▸ Selected text
I think I’m following along pretty well so far, but I have a few questions:
First, what happens when the short-seller DOESN’T buy the stocks back? What’s the penalty?
Second, I’m seeing that GME was shorted 140%, meaning stocks were sold that don’t exist.
How can that be…and what happens to the buyer of a non-existing stock share?
You’re assuming that the stock keeps going up so that “each passing day increases the amount of money they are losing”. But it’s more likely that the supply of Redditor money runs out and at any rate can’t match the supply of money brought into the market by new shorts attracted by a stock selling for probably 10X what it’s worth, and so the stock begins to fall. And the existing shorts who held out find that each passing day decreases the amount of money they are losing so they keep holding out. And the Redditors realize that they are losing the battle and bail out and the stock goes back to reasonable levels. And everyone who bought during the mania and didn’t get out in time is crushed.

Dataset excerpts
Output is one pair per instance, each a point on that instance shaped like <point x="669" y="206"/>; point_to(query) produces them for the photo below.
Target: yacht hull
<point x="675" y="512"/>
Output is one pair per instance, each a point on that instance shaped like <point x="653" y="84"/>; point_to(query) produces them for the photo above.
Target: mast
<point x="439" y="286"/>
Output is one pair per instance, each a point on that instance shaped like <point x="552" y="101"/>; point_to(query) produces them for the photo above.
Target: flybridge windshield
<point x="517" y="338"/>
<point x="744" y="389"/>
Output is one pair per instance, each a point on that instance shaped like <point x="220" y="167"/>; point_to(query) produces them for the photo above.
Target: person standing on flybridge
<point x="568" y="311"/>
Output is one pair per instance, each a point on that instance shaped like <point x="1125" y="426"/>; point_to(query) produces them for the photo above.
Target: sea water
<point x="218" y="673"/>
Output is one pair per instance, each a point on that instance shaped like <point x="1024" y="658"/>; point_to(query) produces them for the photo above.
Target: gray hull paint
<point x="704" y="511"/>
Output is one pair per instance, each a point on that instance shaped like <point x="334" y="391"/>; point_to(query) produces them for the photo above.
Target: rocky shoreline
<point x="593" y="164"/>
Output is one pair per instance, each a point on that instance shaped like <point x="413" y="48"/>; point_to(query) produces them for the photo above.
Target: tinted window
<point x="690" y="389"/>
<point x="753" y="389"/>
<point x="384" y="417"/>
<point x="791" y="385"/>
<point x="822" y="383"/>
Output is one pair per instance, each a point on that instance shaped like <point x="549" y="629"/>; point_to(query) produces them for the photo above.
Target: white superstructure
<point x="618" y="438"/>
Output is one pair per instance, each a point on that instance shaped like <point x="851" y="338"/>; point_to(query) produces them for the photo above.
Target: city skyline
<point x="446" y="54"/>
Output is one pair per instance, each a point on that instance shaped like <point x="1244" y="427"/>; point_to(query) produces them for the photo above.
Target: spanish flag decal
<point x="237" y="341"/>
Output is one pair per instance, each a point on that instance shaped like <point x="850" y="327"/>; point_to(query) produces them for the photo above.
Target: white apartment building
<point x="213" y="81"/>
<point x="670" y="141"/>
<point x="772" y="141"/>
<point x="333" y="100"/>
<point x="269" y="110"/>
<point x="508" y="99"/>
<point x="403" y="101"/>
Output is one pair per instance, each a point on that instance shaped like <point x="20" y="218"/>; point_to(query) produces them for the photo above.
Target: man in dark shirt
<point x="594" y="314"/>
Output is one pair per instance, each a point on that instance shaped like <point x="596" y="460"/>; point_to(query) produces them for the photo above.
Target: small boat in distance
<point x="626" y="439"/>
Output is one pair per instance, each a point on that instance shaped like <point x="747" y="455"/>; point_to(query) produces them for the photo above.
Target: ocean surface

▸ Required action 1
Quote every sentence in the short-selling discussion that ends with a question mark.
▸ Required action 2
Answer these from the short-selling discussion:
(a) By what percentage was GME shorted, according to the first comment?
(b) What multiple of its worth does the reply say the stock is probably selling for?
(c) What do the Redditors do once they realize they are losing the battle?
▸ Required action 3
Write the next part of the short-selling discussion, starting after its final sentence.

▸ Answer box 1
"First, what happens when the short-seller DOESN'T buy the stocks back?"
"What's the penalty?"
"How can that be…and what happens to the buyer of a non-existing stock share?"

▸ Answer box 2
(a) 140%
(b) Probably 10X what it's worth
(c) They bail out.

▸ Answer box 3
No, there is still a wall. The short sellers sold the shares. The amount of money they sold those borrowed shares for is all the income they’re getting out of this deal. And that amount was fixed at the point of sale, which has already occurred.
So their income has been determined but their expenses are still being paid on an open-ended basis. Those expenses represent the increasing amount of money they are losing on each passing day.
That’s not what I said, so no, I don’t agree. My point was that the lender can demand the account be closed out.
Investopedia, by the way actually, says that there’s a date on these contracts.
A short sale is a common type of trade in the financial world. It involves selling an asset that a trader does not own. The trader borrows the asset, then—by a specified later date—buys it back and returns it to the asset’s owner.
This is not entirely true. The potential loss is bounded by stocks growth. Stocks don’t grow to infinity, so you can’t lose infinity in a short position. As a practical matter, your broker will force you to take a loss long before it goes to infinity.
To the other point, yes, if you short and hold, your upside is limited to 2x. But why do that? Just cover your position and open a new one every time it goes down by half. If you think a very valuable stock is going to zero, you can double your money many times over (if your speculation is correct). Contrast with long positions, where the opportunity gets weaker and weaker the more the stock goes up.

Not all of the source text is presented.